**What is being asked:**
From the data below, copy exactly the lines that lie between the one holding "Target: green leaf" and the one holding "Target: black seed", including both, and nothing more.
--- Records shown ---
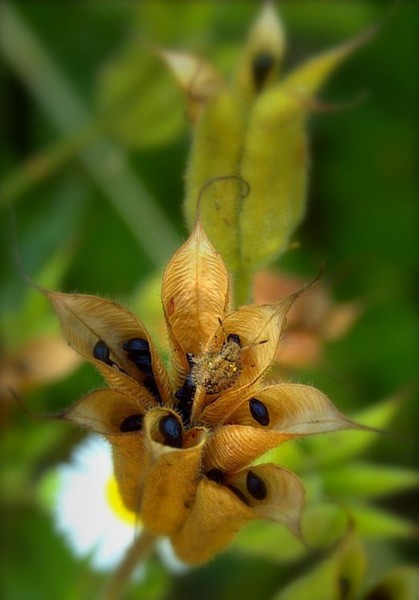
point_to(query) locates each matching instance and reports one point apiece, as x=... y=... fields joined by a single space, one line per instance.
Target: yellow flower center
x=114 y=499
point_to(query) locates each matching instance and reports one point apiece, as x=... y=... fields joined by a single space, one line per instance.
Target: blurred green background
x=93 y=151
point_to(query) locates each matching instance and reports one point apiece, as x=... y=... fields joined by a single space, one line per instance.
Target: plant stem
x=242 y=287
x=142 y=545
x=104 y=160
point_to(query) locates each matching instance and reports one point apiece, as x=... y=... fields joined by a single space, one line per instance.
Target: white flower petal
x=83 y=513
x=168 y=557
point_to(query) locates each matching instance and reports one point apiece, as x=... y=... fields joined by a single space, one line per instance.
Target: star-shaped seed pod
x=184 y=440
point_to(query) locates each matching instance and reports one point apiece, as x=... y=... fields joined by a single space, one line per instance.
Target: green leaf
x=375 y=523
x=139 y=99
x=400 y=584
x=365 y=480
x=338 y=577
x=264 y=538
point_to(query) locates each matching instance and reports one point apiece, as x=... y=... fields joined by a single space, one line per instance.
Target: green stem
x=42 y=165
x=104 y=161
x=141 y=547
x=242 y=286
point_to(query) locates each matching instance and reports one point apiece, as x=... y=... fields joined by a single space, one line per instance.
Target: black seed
---
--- Records shown ---
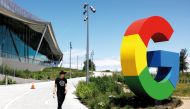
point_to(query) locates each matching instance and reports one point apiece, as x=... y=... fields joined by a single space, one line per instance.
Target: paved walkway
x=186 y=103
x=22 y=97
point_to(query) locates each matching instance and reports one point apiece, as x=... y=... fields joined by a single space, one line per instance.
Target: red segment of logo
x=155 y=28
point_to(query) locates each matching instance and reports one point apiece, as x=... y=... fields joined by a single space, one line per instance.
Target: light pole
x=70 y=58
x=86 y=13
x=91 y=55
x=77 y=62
---
**Exercise solution:**
Target: green leaf
x=375 y=523
x=139 y=99
x=400 y=584
x=365 y=480
x=338 y=577
x=264 y=538
point_to(query) locates each matching instance and reports one point apiece, as x=... y=... fields joined by a single space, one line per instance.
Target: green stem
x=42 y=165
x=104 y=161
x=141 y=547
x=242 y=286
point_to(query) locates each matching instance and reports one point apiece, as x=... y=... fields joined by a single space, one line per instance.
Target: black seed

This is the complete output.